What you have to do » Go through the records underneath and write each one out again exactly.

Raw records »
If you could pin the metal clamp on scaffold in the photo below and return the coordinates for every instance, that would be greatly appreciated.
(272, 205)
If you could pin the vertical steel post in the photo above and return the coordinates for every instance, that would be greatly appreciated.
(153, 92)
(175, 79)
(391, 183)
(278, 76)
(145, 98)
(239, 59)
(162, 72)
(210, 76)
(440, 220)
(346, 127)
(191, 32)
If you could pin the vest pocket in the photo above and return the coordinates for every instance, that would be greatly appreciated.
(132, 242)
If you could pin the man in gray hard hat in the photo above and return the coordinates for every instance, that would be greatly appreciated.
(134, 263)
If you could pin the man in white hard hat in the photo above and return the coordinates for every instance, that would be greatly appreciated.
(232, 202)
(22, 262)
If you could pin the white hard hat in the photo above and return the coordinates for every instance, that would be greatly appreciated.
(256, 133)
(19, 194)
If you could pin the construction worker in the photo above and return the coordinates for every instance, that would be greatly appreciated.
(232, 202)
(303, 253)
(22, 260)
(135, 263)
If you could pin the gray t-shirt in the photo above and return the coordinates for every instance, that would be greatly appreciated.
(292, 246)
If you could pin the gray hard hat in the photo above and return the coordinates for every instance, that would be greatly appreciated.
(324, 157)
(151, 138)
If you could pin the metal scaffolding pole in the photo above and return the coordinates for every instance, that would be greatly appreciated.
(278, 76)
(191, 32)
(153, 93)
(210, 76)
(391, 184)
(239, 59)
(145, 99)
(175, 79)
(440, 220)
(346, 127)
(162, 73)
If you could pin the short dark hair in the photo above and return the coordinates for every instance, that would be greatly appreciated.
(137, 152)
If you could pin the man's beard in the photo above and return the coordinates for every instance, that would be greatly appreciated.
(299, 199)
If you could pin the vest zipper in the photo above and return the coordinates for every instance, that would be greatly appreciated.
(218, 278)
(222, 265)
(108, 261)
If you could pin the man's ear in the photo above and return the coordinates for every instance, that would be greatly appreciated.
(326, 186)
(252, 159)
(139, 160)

Exercise solution »
If you could pin the metal clamp on scaffold in the photo below and return the coordinates for every instance, that would be greatly appreciated.
(272, 205)
If you could pin the vertical steel post in the photo above and return the coordinates for every instance, that would be greatly appreciated.
(153, 92)
(175, 79)
(391, 183)
(278, 76)
(145, 98)
(239, 59)
(162, 72)
(210, 76)
(440, 220)
(346, 127)
(191, 32)
If you could pin the vest pocket in the photo above and return the coordinates for every instance, that would be greatly appreciated.
(132, 242)
If you could pin the man in gray hard hat in the photo above and return the coordinates for every instance, that would be greatly appreciated.
(134, 263)
If you could pin the man in white hard hat in the photo above and return the coordinates for every instance, that would be greatly appreciated.
(232, 202)
(22, 262)
If you could pin the white hard hat in the photo above and return the coordinates for every instance, that would be greatly appreciated.
(256, 133)
(19, 194)
If you could pin the construction worker in the photo above and return the coordinates for every instance, that would be greatly appreciated.
(232, 202)
(303, 253)
(22, 260)
(135, 263)
If you could pin the gray t-shirt in the photo above and return the coordinates for every instance, that would be greatly appreciated.
(292, 246)
If you could pin the gray hard hat in the photo above and return the coordinates for every instance, that would be greatly appreciated.
(324, 157)
(151, 138)
If you could pin the metal scaffolding pole in the photo above and return the coordinates for every instance, that would be greatly appreciated.
(278, 76)
(191, 32)
(153, 93)
(210, 76)
(391, 184)
(239, 59)
(145, 99)
(175, 79)
(440, 220)
(346, 127)
(162, 73)
If you could pin the short dark hair in the photo above and return the coordinates for every instance, that would be greatly appreciated.
(137, 152)
If you could pin the man's beard in the photo above and return the coordinates for every instance, that would be greatly appreciated.
(299, 199)
If you could pin the vest zipper in the photo above and return the coordinates for every instance, that would be greatly appreciated.
(218, 278)
(222, 265)
(108, 261)
If you could pin the man's ear in the photo above and return the coordinates for every instance, that would be greatly appreciated.
(326, 186)
(252, 159)
(139, 160)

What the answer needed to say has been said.